━━ Provided information

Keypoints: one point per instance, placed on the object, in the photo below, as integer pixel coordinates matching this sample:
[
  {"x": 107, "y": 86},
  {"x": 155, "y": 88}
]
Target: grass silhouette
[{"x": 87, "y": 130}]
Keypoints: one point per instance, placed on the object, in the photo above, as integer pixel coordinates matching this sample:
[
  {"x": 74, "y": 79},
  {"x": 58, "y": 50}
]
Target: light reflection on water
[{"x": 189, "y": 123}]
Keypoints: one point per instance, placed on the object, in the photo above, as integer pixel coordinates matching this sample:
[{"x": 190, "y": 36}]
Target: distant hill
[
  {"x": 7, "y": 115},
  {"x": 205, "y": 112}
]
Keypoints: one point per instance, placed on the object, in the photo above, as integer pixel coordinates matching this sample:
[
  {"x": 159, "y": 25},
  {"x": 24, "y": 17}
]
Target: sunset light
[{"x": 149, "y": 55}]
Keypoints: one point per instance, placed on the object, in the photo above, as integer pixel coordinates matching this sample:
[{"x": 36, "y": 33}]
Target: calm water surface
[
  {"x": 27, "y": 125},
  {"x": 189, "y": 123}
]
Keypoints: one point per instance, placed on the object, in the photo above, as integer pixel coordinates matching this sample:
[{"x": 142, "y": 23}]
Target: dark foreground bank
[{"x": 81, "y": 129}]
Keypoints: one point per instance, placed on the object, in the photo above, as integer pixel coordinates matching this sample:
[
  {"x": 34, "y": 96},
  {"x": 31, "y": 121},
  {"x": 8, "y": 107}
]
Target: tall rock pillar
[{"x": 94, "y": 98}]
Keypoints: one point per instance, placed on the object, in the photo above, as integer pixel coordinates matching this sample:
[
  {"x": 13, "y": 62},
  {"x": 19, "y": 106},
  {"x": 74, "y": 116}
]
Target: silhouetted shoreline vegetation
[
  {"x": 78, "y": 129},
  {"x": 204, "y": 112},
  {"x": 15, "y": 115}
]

━━━━

All records must be transcribed exactly, with none left out.

Keypoints: one point per instance, placed on the object, in the photo below, as integer pixel coordinates matching this sample:
[
  {"x": 107, "y": 86},
  {"x": 155, "y": 88}
]
Target: grass silhouette
[{"x": 87, "y": 130}]
Keypoints: one point per instance, placed on the object, in the photo above, as integer pixel coordinates matching this sample:
[
  {"x": 74, "y": 79},
  {"x": 58, "y": 50}
]
Target: light reflection on water
[{"x": 189, "y": 123}]
Keypoints: one point per instance, placed on the object, in the photo above, as integer pixel coordinates matching this sample:
[{"x": 190, "y": 36}]
Target: distant hill
[
  {"x": 7, "y": 115},
  {"x": 205, "y": 112}
]
Keypoints: one point per instance, placed on the object, in the photo above, as integer pixel coordinates matching this sample:
[
  {"x": 159, "y": 25},
  {"x": 24, "y": 17}
]
Target: sunset light
[{"x": 149, "y": 55}]
Keypoints: one point per instance, placed on the object, in the photo above, as integer pixel coordinates matching this sample:
[{"x": 36, "y": 33}]
Target: calm water surface
[
  {"x": 27, "y": 125},
  {"x": 189, "y": 123}
]
Keypoints: one point per instance, placed on the object, in the photo above, as integer pixel coordinates matching this sample:
[{"x": 142, "y": 23}]
Target: dark foreground bank
[{"x": 81, "y": 129}]
Keypoints: one point per instance, placed on the object, in the photo above, as integer pixel coordinates matching this sample:
[
  {"x": 34, "y": 96},
  {"x": 31, "y": 121},
  {"x": 8, "y": 107}
]
Target: tall rock pillar
[{"x": 94, "y": 98}]
Keypoints: one point per instance, placed on the object, in the photo above, as integer pixel coordinates matching this sample:
[
  {"x": 13, "y": 62},
  {"x": 19, "y": 106},
  {"x": 74, "y": 116}
]
Target: silhouetted shoreline vegetation
[
  {"x": 78, "y": 129},
  {"x": 204, "y": 112},
  {"x": 15, "y": 115}
]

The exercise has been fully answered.